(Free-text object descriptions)
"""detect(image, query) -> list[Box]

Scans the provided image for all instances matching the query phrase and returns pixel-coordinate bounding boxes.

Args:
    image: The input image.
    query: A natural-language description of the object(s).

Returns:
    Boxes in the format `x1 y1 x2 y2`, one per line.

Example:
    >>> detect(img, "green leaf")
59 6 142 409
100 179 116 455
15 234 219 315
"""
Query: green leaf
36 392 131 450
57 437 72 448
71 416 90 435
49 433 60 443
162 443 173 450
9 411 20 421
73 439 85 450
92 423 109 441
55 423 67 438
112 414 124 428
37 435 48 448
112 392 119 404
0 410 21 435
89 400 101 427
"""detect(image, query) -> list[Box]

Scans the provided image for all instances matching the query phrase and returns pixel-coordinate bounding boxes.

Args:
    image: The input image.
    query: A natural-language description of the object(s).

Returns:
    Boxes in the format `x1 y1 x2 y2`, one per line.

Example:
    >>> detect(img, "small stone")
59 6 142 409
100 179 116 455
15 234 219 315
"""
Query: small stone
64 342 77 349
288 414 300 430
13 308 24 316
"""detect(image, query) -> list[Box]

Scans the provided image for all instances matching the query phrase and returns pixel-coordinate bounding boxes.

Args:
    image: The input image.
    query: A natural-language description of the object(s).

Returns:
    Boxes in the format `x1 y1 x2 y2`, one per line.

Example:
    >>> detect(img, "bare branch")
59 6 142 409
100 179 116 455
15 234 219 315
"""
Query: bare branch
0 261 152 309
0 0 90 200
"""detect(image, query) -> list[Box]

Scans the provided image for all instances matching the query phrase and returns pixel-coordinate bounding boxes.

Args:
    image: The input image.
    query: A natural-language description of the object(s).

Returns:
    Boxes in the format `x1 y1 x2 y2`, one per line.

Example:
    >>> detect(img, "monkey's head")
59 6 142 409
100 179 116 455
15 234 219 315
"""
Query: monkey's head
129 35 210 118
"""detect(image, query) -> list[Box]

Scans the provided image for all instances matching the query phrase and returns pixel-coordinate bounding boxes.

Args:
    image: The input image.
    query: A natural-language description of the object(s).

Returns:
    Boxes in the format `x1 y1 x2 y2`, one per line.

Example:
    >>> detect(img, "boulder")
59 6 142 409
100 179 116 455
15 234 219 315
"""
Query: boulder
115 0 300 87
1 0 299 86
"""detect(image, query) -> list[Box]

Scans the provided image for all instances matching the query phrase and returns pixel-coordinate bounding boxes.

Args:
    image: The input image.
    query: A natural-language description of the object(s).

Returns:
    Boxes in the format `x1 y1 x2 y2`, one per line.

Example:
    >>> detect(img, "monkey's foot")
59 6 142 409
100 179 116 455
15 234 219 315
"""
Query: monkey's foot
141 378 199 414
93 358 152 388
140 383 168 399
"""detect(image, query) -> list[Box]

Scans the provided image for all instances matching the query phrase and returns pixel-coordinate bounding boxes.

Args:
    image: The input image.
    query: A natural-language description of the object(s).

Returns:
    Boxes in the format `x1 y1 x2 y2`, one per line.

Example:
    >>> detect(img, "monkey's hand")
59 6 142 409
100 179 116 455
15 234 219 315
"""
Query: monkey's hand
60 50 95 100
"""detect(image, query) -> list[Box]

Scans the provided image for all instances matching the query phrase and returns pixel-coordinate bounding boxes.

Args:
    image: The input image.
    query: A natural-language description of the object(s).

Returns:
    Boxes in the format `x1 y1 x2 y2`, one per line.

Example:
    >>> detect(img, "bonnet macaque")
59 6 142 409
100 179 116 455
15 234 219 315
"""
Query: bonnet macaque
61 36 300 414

Assigned task
Each record should be repeated in full, exactly as it is written.

Answer to the problem
"""detect(image, query) -> list[Box]

Scans the provided image for all instances matching the query phrase and returns pixel-coordinate bounding boxes.

Args:
    image: The input image.
    query: A natural-language description of the object(s).

Returns:
    Boxes in the format `x1 y1 x2 y2`, one per line.

Example:
    >>> detect(img, "green leaf")
59 6 142 409
100 179 116 455
15 234 219 315
"""
Query: green leaf
36 392 131 450
57 437 72 448
71 416 90 435
49 433 60 443
162 443 173 450
9 411 20 421
73 439 85 450
92 423 109 441
55 423 67 438
112 414 124 428
37 435 48 448
112 392 119 404
0 410 21 435
89 400 101 427
"""detect(image, query) -> list[Box]

Scans the provided image for all instances matching the query phrase and returns pixel-coordinate bounding boxes.

Args:
    image: The input image.
    query: A natural-language description of the object(s).

Returns:
    Boxes in the format `x1 y1 x2 y2`, one per line.

Example:
    >>> detect(img, "small stone")
59 6 142 409
100 179 116 455
15 234 219 315
"""
Query: small stone
64 342 77 349
288 414 300 430
13 308 24 316
"""detect(image, query) -> list[Box]

Scans the provided image for all instances matching the query phrase and returns pixel-coordinate bounding boxes.

Args:
    image: The input image.
    query: A natural-language description of the object(s).

Returns:
    Boxes in the format `x1 y1 x2 y2`, one per line.

Example:
    >>> detect(img, "bare branch")
59 6 142 409
100 179 116 455
15 234 219 315
"""
Query: bare branch
0 261 152 309
0 0 90 200
"""detect(image, query) -> list[Box]

Scans the provided image for all instances matching the query phrase and returns pixel-coordinate bounding boxes.

Args:
    image: The input image.
    query: A natural-language description of the object(s).

Returns:
    Boxes in the format `x1 y1 x2 y2`, one per line.

Example:
    >>> detect(img, "monkey's head")
59 6 142 409
100 179 116 455
15 234 219 315
"""
Query: monkey's head
129 35 210 118
"""detect(image, query) -> list[Box]

Scans the provided image for all instances matching the query phrase and returns pixel-coordinate bounding boxes.

Args:
    image: The input image.
    query: A natural-language description of the object(s).

Returns:
    Boxes in the format `x1 y1 x2 y2`, one per line.

Example:
    >>> detect(img, "boulder")
59 6 142 409
100 179 116 455
15 234 219 315
"""
Query: boulder
115 0 300 87
1 0 299 86
"""detect(image, query) -> list[Box]

Scans the provided image for all instances matching the query phrase and returns pixel-coordinate bounding boxes.

Args:
    image: The input image.
    query: A natural-language description of the object(s).

Returns:
    Boxes in the format `x1 y1 x2 y2`, one per line.

Example:
    >>> detect(img, "monkey's foot")
59 6 142 409
100 179 116 455
15 234 219 315
"""
Query: monkey's foot
141 378 199 414
93 358 152 388
140 383 168 399
"""detect(image, query) -> list[Box]

Scans the provided image for all instances matching the query phrase and returns pixel-coordinate bounding boxes.

Args:
    image: The input image.
    query: A natural-language description of the object(s).

Returns:
    Boxes in the format `x1 y1 x2 y2`, one per line.

Example:
    >>> detect(img, "monkey's hand")
59 6 142 409
100 179 116 455
15 234 219 315
"""
Query: monkey's hand
60 50 95 100
"""detect(image, query) -> list[Box]

Scans the provided image for all instances matching the query phrase and returns pixel-coordinate bounding boxes.

Args:
    image: The input image.
    query: A natural-language description of the object(s).

Returns:
    Boxes in the format `x1 y1 x2 y2`, one per line.

Example:
    >>> detect(img, "bonnet macaque")
59 6 142 409
100 179 116 455
15 234 219 315
"""
Query: bonnet macaque
61 36 300 414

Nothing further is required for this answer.